- [本文]:
6日に米テキサス州で韓人家族3人ら8人の命を奪った銃乱射事件の背景に、アジア人へのヘイトがあることが把握された。米国社会がなかなか解決できずにいる2つの問題である銃と反移民感情の深刻さを再認識させている。
ダラス近隣アレンのアウトレットで発生した銃乱射事件を捜査している現地警察は8日、銃撃犯マウリシオ・ガルシア容疑者(33)の犯行の背景に白人優越主義がある可能性を排除しないことを明らかにした。実際、ガルシア容疑者のSNSの投稿をみると、アジア人と黒人を罵りヒトラーを称賛する投稿や、白人優越主義者が他人種との戦争を主張する際に使用する言葉である「崇高な戦争」に言及していることがわかる。犯行時に着用していたジャケットにも「右翼暗殺団」を意味する「RWDS」の文字が貼られていることが確認されている。
そのため、ガルシア容疑者の銃で命を失った韓人のチョ・ギュソンさん(38)とカン・シニョンさん(36)夫婦と3才の息子は、人種をめぐるヘイトクライム(憎悪犯罪)で犠牲になったと推定される。死亡者のなかには、インド出身のエンジニア、警備員、小学校2年生と4学年の姉妹もいる。この姉妹の母親も銃撃で重体になっている。

- [データ一覧]:

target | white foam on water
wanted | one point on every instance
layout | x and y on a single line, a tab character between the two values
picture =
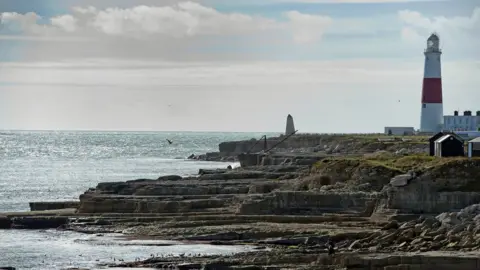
52	250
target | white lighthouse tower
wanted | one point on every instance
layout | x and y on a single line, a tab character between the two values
432	100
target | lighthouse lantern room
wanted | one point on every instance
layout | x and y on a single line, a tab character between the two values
432	101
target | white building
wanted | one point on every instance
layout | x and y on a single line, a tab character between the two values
465	122
399	131
474	148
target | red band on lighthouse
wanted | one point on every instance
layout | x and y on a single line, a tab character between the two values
432	90
432	107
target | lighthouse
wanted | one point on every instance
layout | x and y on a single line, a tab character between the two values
432	101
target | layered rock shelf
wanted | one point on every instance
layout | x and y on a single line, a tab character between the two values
385	210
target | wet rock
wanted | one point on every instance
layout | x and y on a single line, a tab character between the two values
391	225
5	222
170	178
229	236
400	180
189	266
216	266
38	222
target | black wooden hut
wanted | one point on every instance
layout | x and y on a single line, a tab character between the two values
432	142
449	145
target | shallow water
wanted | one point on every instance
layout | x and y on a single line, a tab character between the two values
50	166
51	249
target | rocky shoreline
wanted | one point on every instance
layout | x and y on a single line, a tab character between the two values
391	208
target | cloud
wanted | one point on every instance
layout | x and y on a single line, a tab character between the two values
182	20
179	31
452	29
307	28
135	95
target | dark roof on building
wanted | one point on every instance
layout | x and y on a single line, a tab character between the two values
446	136
443	133
476	140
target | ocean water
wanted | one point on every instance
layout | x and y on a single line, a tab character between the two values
50	166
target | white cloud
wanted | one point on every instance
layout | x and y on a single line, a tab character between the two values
66	22
182	30
325	96
307	28
452	29
185	19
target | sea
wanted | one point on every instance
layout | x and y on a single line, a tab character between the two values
58	166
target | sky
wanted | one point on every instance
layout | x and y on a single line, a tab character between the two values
337	66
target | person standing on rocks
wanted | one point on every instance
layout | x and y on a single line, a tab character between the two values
331	247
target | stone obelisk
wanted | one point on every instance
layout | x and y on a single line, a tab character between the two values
290	126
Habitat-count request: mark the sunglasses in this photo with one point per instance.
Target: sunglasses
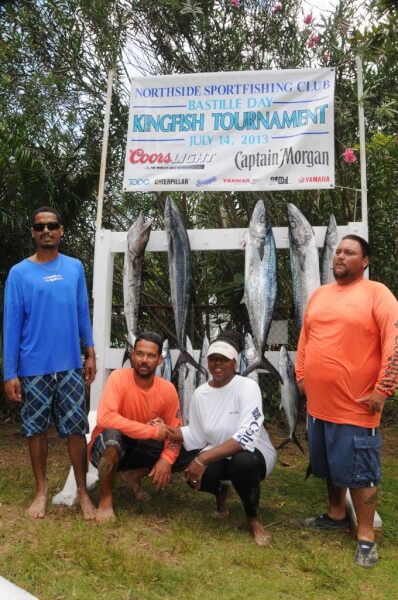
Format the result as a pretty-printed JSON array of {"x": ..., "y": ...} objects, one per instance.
[{"x": 51, "y": 226}]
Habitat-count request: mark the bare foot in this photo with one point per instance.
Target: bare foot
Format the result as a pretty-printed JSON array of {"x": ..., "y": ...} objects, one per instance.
[
  {"x": 221, "y": 501},
  {"x": 37, "y": 509},
  {"x": 261, "y": 537},
  {"x": 104, "y": 515},
  {"x": 86, "y": 506},
  {"x": 133, "y": 480},
  {"x": 107, "y": 461}
]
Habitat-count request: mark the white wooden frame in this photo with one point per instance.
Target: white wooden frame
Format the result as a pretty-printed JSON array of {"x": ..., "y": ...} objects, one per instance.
[{"x": 108, "y": 243}]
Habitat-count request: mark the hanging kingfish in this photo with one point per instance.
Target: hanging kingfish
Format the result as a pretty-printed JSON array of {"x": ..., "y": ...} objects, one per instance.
[{"x": 260, "y": 283}]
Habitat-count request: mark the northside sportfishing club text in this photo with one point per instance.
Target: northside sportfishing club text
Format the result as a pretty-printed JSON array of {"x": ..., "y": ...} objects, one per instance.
[{"x": 228, "y": 115}]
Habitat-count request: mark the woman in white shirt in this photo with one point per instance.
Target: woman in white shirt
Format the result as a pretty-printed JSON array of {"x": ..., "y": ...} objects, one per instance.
[{"x": 226, "y": 421}]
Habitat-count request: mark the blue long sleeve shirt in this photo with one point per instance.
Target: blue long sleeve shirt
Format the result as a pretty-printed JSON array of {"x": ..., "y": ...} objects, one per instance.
[{"x": 46, "y": 315}]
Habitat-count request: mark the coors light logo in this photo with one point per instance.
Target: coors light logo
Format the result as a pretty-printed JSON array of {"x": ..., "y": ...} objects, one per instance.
[{"x": 179, "y": 160}]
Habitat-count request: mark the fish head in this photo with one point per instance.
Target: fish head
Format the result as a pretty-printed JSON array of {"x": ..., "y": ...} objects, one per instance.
[
  {"x": 138, "y": 235},
  {"x": 283, "y": 357},
  {"x": 260, "y": 224},
  {"x": 331, "y": 233},
  {"x": 300, "y": 231}
]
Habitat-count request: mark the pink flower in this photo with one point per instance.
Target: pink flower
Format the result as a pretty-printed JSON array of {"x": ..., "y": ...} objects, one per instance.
[
  {"x": 314, "y": 39},
  {"x": 349, "y": 155}
]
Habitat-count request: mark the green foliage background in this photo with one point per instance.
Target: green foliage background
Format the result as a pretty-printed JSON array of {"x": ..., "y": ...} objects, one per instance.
[{"x": 55, "y": 55}]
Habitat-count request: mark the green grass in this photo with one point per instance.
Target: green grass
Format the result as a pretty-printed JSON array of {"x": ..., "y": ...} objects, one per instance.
[{"x": 174, "y": 548}]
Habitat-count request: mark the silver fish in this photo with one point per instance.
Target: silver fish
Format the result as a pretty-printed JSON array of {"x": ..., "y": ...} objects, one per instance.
[
  {"x": 290, "y": 396},
  {"x": 328, "y": 250},
  {"x": 180, "y": 274},
  {"x": 248, "y": 357},
  {"x": 165, "y": 369},
  {"x": 202, "y": 377},
  {"x": 180, "y": 269},
  {"x": 260, "y": 283},
  {"x": 186, "y": 385},
  {"x": 137, "y": 239},
  {"x": 304, "y": 261}
]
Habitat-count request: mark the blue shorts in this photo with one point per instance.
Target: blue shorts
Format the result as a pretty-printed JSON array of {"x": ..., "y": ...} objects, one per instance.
[
  {"x": 56, "y": 398},
  {"x": 136, "y": 454},
  {"x": 346, "y": 455}
]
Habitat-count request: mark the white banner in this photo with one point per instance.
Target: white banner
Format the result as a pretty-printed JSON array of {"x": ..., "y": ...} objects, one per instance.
[{"x": 245, "y": 130}]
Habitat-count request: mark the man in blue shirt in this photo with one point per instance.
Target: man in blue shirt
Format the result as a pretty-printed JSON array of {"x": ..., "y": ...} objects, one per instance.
[{"x": 46, "y": 315}]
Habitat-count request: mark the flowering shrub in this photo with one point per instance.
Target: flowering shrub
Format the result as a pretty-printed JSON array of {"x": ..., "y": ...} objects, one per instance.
[
  {"x": 314, "y": 39},
  {"x": 349, "y": 155}
]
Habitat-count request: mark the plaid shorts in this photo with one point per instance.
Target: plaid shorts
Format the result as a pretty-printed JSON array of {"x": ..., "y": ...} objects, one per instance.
[{"x": 55, "y": 398}]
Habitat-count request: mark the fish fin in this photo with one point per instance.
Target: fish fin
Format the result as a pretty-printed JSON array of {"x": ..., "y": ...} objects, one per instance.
[
  {"x": 263, "y": 363},
  {"x": 126, "y": 357},
  {"x": 130, "y": 341},
  {"x": 185, "y": 357},
  {"x": 287, "y": 441}
]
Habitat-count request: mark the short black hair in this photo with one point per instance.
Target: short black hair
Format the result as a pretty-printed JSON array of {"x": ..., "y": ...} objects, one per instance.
[
  {"x": 361, "y": 241},
  {"x": 50, "y": 209},
  {"x": 231, "y": 337},
  {"x": 150, "y": 336}
]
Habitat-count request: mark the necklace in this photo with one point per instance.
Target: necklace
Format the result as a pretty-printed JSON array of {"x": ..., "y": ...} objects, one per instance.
[{"x": 57, "y": 266}]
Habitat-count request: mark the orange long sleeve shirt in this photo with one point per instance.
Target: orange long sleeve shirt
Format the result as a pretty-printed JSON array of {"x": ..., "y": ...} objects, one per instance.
[
  {"x": 348, "y": 347},
  {"x": 127, "y": 407}
]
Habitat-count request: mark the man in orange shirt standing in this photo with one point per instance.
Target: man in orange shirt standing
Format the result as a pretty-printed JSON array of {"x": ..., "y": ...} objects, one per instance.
[
  {"x": 134, "y": 410},
  {"x": 347, "y": 365}
]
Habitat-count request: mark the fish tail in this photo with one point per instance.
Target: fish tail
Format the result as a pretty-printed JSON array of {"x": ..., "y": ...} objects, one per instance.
[
  {"x": 292, "y": 438},
  {"x": 263, "y": 363}
]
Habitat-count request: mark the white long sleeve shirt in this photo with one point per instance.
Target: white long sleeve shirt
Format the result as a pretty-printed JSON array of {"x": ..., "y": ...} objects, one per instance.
[{"x": 232, "y": 411}]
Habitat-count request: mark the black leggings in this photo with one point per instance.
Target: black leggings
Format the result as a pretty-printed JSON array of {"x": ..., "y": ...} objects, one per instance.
[{"x": 245, "y": 469}]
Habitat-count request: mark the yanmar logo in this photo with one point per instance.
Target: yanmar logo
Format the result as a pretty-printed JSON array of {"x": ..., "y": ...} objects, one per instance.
[
  {"x": 279, "y": 180},
  {"x": 315, "y": 179},
  {"x": 237, "y": 181}
]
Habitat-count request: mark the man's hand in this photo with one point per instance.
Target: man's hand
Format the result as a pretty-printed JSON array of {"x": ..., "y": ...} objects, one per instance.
[
  {"x": 175, "y": 434},
  {"x": 162, "y": 431},
  {"x": 90, "y": 369},
  {"x": 194, "y": 472},
  {"x": 161, "y": 473},
  {"x": 12, "y": 388},
  {"x": 375, "y": 401}
]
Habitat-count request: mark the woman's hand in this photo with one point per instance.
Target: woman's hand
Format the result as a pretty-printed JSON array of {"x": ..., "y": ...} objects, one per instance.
[{"x": 194, "y": 473}]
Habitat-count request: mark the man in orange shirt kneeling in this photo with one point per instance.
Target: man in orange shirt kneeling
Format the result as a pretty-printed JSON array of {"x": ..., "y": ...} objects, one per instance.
[{"x": 130, "y": 436}]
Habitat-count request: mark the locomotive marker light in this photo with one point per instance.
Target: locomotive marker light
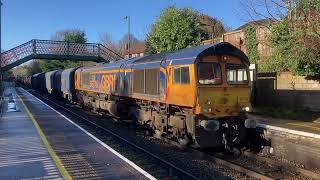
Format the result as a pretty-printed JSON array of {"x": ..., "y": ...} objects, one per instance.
[{"x": 250, "y": 123}]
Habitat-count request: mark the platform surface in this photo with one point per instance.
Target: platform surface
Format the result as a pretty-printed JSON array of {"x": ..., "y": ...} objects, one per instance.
[
  {"x": 22, "y": 152},
  {"x": 310, "y": 129},
  {"x": 83, "y": 156}
]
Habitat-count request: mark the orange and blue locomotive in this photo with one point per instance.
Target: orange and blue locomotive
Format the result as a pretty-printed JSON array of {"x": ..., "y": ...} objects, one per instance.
[{"x": 196, "y": 96}]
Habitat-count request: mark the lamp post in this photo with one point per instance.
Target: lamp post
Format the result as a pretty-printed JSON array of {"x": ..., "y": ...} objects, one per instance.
[{"x": 128, "y": 18}]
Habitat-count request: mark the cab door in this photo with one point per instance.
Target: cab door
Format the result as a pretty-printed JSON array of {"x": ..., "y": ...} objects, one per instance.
[{"x": 181, "y": 85}]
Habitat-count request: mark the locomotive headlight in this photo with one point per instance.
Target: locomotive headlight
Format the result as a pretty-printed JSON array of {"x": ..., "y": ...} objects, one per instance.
[
  {"x": 210, "y": 125},
  {"x": 207, "y": 110},
  {"x": 250, "y": 123},
  {"x": 246, "y": 109}
]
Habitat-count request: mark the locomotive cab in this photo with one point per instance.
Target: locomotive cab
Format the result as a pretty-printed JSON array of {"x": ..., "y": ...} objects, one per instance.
[{"x": 223, "y": 98}]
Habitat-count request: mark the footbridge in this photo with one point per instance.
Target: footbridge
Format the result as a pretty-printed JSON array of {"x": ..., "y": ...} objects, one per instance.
[{"x": 55, "y": 50}]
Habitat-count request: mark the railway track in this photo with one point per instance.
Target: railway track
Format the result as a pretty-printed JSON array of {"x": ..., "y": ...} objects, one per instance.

- [指示内容 1]: 記事によれば、銃撃犯が犯行時に着ていたジャケットには、どんな文字が貼られていたか答えよ。
- [指示内容 2]: 記事のうち「ダラス近隣アレンのアウトレットで」で始まる段落を、主な事実を残して箇条書きにまとめよ。
- [指示内容 3]: 記事の「6日に米テキサス州で韓人家族」から「親も銃撃で重体になっている。」までの全文を、「ガルシア容疑者」を「銃撃犯」に入れ替えて書き直せ。

- [解答結果 1]: 「右翼暗殺団」を意味する「RWDS」の文字。

- [解答結果 2]:
- ダラス近隣アレンのアウトレットで銃乱射事件が起き、現地警察が捜査している。
- 警察は8日、マウリシオ・ガルシア容疑者(33)の犯行の背景に白人優越主義がある可能性を排除しないと明らかにした。
- 容疑者のSNSには、アジア人と黒人を罵りヒトラーを称賛する投稿があった。
- 白人優越主義者が他人種との戦争を主張する際に使う言葉「崇高な戦争」にも言及していた。
- 犯行時に着ていたジャケットには「右翼暗殺団」を意味する「RWDS」の文字が貼られていた。

- [解答結果 3]:
6日に米テキサス州で韓人家族3人ら8人の命を奪った銃乱射事件の背景に、アジア人へのヘイトがあることが把握された。米国社会がなかなか解決できずにいる2つの問題である銃と反移民感情の深刻さを再認識させている。
ダラス近隣アレンのアウトレットで発生した銃乱射事件を捜査している現地警察は8日、銃撃犯マウリシオ・銃撃犯(33)の犯行の背景に白人優越主義がある可能性を排除しないことを明らかにした。実際、銃撃犯のSNSの投稿をみると、アジア人と黒人を罵りヒトラーを称賛する投稿や、白人優越主義者が他人種との戦争を主張する際に使用する言葉である「崇高な戦争」に言及していることがわかる。犯行時に着用していたジャケットにも「右翼暗殺団」を意味する「RWDS」の文字が貼られていることが確認されている。
そのため、銃撃犯の銃で命を失った韓人のチョ・ギュソンさん(38)とカン・シニョンさん(36)夫婦と3才の息子は、人種をめぐるヘイトクライム(憎悪犯罪)で犠牲になったと推定される。死亡者のなかには、インド出身のエンジニア、警備員、小学校2年生と4学年の姉妹もいる。この姉妹の母親も銃撃で重体になっている。